Entscheidungsstichwort (Thema)

Anfechtung einer Betriebsratswahl. Anforderungen an das Öffentlichkeitsgebot

 

Leitsatz (amtlich)

Zur Anfechtung einer Betriebsratswahl wegen Verfahrensverstößen bei der Öffnung der Freiumschläge und der Wahlumschläge von Briefwahlen.

 

Leitsatz (redaktionell)

2. Das Gebot der Öffentlichkeit, womit die Betriebsöffentlichkeit gemeint ist, erfordert nicht nur, dass ungehinderter Zugang zu dem Ort besteht, wo die Freiumschläge geöffnet werden und in der aufgezeigten Weise verfahren wird; es erfordert vielmehr, dass Ort und Zeit vorher öffentlich bekanntgemacht werden.
☆ ☆ ☆
● GESTELLTE AUFGABE
Kopiere aus dem Text zur Betriebsratswahl Wort für Wort den Abschnitt von „Zur Anfechtung einer“ bis „Leitsatz (redaktionell)“.
☆ ☆ ☆
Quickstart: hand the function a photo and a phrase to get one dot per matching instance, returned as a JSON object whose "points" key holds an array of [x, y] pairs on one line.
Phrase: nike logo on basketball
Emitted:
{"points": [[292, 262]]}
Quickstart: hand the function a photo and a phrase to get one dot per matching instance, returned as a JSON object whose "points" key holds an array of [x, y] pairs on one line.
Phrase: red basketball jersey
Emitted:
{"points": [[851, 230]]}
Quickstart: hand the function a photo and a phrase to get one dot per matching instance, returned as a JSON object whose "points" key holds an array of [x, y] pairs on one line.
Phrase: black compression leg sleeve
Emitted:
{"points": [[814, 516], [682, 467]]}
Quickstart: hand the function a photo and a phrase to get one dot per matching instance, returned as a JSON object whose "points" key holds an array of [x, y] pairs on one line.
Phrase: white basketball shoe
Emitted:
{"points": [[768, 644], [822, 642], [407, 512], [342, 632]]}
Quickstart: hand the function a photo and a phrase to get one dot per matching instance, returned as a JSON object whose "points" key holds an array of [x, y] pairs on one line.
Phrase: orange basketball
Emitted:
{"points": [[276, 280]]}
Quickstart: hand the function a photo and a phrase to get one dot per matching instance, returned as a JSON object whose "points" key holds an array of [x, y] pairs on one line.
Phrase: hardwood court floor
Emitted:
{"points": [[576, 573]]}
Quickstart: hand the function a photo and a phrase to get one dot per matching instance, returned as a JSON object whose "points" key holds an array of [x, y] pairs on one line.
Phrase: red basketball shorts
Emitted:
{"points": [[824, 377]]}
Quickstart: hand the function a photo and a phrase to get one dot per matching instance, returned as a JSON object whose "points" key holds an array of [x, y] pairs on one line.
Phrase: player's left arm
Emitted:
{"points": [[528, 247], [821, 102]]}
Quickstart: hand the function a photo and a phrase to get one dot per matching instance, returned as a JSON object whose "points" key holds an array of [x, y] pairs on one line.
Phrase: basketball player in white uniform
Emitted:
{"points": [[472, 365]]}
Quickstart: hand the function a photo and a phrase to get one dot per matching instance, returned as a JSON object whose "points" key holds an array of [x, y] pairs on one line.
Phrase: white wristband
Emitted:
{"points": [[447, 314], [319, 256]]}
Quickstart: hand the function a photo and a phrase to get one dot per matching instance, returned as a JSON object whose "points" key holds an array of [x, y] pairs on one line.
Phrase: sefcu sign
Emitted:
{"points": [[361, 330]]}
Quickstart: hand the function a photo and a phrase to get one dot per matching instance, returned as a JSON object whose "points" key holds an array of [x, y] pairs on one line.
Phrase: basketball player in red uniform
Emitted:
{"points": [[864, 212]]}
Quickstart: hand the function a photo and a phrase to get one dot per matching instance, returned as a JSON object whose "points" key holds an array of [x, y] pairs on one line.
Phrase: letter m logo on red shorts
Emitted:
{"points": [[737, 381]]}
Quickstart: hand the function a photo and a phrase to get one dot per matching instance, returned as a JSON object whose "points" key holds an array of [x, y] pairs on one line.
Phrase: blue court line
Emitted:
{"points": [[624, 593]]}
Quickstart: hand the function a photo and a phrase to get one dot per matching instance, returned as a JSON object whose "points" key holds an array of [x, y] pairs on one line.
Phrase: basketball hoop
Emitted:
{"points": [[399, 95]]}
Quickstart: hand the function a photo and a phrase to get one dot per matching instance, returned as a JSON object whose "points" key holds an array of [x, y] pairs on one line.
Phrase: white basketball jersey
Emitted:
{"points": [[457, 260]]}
☆ ☆ ☆
● LÖSUNG DER AUFGABE
Zur Anfechtung einer Betriebsratswahl wegen Verfahrensverstößen bei der Öffnung der Freiumschläge und der Wahlumschläge von Briefwahlen.

 

Leitsatz (redaktionell)